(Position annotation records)
## Start

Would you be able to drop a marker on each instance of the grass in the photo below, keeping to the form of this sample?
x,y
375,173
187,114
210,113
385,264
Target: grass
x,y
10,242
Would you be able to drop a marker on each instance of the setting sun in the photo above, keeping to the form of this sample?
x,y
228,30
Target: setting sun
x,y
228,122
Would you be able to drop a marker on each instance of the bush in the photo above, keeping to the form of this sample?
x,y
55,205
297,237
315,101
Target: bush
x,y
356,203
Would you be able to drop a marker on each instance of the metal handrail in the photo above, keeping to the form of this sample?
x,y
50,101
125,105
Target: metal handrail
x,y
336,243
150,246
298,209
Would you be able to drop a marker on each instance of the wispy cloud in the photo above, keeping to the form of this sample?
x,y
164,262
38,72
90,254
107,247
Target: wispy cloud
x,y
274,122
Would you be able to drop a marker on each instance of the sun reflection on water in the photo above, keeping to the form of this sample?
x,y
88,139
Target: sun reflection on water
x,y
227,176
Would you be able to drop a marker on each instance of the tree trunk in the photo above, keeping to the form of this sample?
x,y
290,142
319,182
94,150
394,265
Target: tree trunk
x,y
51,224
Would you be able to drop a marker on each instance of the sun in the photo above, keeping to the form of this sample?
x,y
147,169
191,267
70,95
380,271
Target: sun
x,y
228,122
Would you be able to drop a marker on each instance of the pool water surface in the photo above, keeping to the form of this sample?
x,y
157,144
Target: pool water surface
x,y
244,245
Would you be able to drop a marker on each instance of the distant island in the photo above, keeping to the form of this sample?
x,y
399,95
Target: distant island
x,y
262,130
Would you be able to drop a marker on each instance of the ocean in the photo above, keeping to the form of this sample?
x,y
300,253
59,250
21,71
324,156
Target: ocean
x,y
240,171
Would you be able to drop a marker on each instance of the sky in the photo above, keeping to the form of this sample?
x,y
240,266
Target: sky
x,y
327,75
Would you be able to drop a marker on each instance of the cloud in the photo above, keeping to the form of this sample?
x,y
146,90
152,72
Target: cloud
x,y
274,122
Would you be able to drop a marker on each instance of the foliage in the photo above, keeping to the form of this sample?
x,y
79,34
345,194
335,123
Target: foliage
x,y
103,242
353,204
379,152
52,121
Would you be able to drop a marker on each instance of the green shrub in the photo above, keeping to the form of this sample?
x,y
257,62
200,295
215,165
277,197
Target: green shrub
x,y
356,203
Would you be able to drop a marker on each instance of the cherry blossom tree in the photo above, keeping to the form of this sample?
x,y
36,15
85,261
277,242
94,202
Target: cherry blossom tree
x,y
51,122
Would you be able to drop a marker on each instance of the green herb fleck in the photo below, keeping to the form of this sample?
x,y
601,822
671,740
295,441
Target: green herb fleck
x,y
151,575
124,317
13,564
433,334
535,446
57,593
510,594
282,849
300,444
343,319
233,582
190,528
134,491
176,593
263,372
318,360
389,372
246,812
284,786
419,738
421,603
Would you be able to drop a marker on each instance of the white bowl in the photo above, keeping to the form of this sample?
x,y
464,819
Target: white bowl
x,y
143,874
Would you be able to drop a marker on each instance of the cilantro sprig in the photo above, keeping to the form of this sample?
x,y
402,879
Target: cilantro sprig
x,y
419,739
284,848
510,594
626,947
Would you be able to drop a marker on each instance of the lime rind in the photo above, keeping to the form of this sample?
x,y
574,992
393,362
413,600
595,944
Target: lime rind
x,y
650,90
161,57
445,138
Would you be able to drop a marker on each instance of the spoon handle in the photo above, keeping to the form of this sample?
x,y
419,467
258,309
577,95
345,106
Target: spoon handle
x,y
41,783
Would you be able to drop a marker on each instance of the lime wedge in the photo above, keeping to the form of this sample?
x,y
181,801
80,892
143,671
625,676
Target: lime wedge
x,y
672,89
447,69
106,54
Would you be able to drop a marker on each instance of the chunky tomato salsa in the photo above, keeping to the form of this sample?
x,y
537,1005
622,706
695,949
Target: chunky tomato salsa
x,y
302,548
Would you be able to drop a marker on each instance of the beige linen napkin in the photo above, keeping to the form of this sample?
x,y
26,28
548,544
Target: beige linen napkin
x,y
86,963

## End

> **DIRECTION**: Give back the lines above exactly, from the one with "the lime wedge" through the last line.

> **RESPONSE FOR THIS EXERCISE**:
Would you be able to drop a marker on each instance of the lime wedge in the photo above, keeping to the form of this sample?
x,y
181,801
80,892
143,671
625,676
Target: lime wedge
x,y
672,89
447,69
106,54
Would you be able to drop a marker on each instance of the chunky tomato salsa in the photo above, keeping to the form of this sample?
x,y
537,1005
622,706
695,949
Target: chunky tomato salsa
x,y
302,548
Would you be able to drop a marker on each instance of the beige linen napkin in the photo above, keeping to the form of this sample?
x,y
26,28
548,544
Target: beige linen napkin
x,y
86,963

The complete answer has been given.